# start of Recorded data

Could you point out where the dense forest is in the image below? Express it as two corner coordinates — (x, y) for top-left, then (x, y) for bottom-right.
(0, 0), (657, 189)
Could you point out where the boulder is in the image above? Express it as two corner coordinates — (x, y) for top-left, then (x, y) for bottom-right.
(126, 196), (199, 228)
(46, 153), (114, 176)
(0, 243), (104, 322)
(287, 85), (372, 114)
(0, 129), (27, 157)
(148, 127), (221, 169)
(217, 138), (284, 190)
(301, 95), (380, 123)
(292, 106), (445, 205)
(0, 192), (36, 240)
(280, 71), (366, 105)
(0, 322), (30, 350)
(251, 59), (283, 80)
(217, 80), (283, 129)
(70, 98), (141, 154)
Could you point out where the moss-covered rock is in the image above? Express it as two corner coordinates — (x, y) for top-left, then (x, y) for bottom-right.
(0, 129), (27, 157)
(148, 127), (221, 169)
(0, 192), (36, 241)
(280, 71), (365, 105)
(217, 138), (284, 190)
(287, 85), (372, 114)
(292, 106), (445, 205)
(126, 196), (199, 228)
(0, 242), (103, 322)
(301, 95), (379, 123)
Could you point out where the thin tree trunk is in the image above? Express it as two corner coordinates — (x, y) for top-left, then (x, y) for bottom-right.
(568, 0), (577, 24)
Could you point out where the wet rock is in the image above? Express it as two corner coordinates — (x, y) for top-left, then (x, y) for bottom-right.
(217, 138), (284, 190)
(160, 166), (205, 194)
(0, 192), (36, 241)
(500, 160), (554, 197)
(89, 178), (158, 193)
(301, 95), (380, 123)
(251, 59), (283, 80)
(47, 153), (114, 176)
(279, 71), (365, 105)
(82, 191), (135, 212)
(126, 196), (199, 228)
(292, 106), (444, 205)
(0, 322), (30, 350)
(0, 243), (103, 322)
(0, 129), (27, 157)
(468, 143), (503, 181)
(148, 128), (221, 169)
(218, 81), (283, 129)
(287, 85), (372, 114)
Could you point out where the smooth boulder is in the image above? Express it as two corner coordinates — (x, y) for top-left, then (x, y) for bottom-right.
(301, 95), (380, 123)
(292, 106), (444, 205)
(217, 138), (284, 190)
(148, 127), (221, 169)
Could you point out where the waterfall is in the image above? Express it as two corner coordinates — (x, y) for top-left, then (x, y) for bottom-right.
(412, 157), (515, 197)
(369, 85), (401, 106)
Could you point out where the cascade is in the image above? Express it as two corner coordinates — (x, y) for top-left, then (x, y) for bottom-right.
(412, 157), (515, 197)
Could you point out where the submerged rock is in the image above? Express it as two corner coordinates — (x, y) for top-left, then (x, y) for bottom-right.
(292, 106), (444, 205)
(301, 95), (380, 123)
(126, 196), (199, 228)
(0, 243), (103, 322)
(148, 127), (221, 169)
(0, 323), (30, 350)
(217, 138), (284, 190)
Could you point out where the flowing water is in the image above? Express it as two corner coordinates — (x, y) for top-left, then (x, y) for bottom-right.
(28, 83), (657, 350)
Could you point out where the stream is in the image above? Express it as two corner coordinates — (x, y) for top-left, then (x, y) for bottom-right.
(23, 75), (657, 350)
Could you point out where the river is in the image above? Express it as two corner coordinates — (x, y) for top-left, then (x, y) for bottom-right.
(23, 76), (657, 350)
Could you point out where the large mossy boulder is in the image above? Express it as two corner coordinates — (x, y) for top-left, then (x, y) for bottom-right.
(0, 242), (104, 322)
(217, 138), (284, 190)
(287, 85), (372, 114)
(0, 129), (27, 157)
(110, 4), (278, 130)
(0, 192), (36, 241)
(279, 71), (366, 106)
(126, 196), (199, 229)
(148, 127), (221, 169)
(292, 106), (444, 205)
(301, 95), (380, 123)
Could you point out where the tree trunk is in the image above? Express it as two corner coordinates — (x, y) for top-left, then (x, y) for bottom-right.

# end of Recorded data

Write out all the records above again, substituting "corner points" for every occurrence of "corner coordinates" and leaving everything else unchanged.

Could you point out where the dense forest is in the image below? Express it as two corner points — (x, y) for top-left, then (x, y) for bottom-right.
(0, 0), (657, 189)
Could you point out where the boulder is in the image above? Express it as two corner points — (x, y) for top-left, then (x, y) for bottom-right.
(126, 196), (199, 228)
(46, 153), (114, 176)
(0, 243), (104, 322)
(287, 85), (372, 114)
(0, 129), (27, 157)
(148, 127), (221, 169)
(217, 138), (284, 190)
(301, 95), (380, 123)
(292, 106), (445, 205)
(0, 192), (36, 240)
(280, 71), (366, 105)
(0, 322), (30, 350)
(251, 59), (283, 80)
(217, 80), (283, 129)
(70, 98), (141, 154)
Could you point out where the moss-covered rock is in the image above? Express it as two corner points — (x, y) for top-left, then (x, y) for bottom-right.
(0, 129), (27, 157)
(148, 127), (221, 169)
(0, 192), (36, 241)
(280, 71), (365, 105)
(217, 138), (284, 190)
(287, 85), (372, 114)
(292, 106), (445, 205)
(126, 196), (199, 228)
(0, 242), (103, 322)
(301, 95), (379, 123)
Could you point out where the thin tree trunk is in the image above? Express it as two corner points — (x, y) for top-left, then (x, y) for bottom-right.
(568, 0), (577, 24)
Could you point out where the wet rock is in the image above? Express it as two corner points — (x, y) for top-left, then (x, y) for bottom-right.
(217, 138), (284, 190)
(160, 166), (205, 194)
(0, 192), (36, 241)
(500, 160), (554, 197)
(89, 178), (158, 193)
(301, 95), (380, 123)
(251, 59), (283, 80)
(47, 153), (114, 176)
(279, 71), (365, 105)
(82, 191), (135, 212)
(126, 196), (199, 228)
(292, 106), (444, 205)
(0, 322), (30, 350)
(0, 243), (103, 322)
(0, 129), (27, 157)
(468, 143), (503, 181)
(148, 128), (221, 169)
(218, 81), (283, 129)
(287, 85), (372, 114)
Could you point out where the smooth boulder is in the image above? Express it as two corner points — (x, y) for top-left, then (x, y) for bottom-right.
(301, 95), (380, 123)
(292, 106), (444, 205)
(217, 138), (284, 190)
(148, 127), (221, 169)
Could you point out where the waterfall is in the image above? Express it as two corner points — (x, y) for top-left, then (x, y) for bottom-right.
(412, 157), (515, 197)
(369, 85), (401, 106)
Could you point out where the cascade is in the image above? Express it as two corner points — (x, y) for top-left, then (x, y) for bottom-right.
(412, 157), (515, 197)
Could you point out where the submerged rock is in the image above? Express it as two corner points — (x, y) for top-left, then (x, y) for bottom-right.
(292, 106), (444, 205)
(301, 95), (380, 123)
(126, 196), (199, 228)
(0, 243), (103, 322)
(148, 127), (221, 169)
(0, 323), (30, 350)
(217, 138), (284, 190)
Could you point out where the flowing water is in the image above? Express it as two corner points — (x, y) for top-left, then (x, y) for bottom-right.
(28, 83), (657, 350)
Could you point out where the stream is in the image above? Express it as two corner points — (x, y) for top-left, then (x, y) for bottom-right.
(23, 75), (657, 350)
Could you point out where the river is in the image above? Express it as two corner points — (x, y) for top-left, then (x, y) for bottom-right.
(23, 76), (657, 350)
Could you point out where the large mossy boulder is in the image above? Express it as two corner points — (x, y) for top-left, then (x, y) for bottom-right.
(0, 242), (104, 322)
(217, 138), (284, 190)
(287, 85), (372, 114)
(0, 129), (27, 157)
(110, 4), (278, 130)
(0, 192), (36, 241)
(279, 71), (366, 106)
(126, 196), (199, 229)
(148, 127), (221, 169)
(292, 106), (444, 205)
(301, 95), (380, 123)
Could you point out where the tree trunk is in the image above? Express it as two corner points — (x, y) for top-left, then (x, y) for bottom-right.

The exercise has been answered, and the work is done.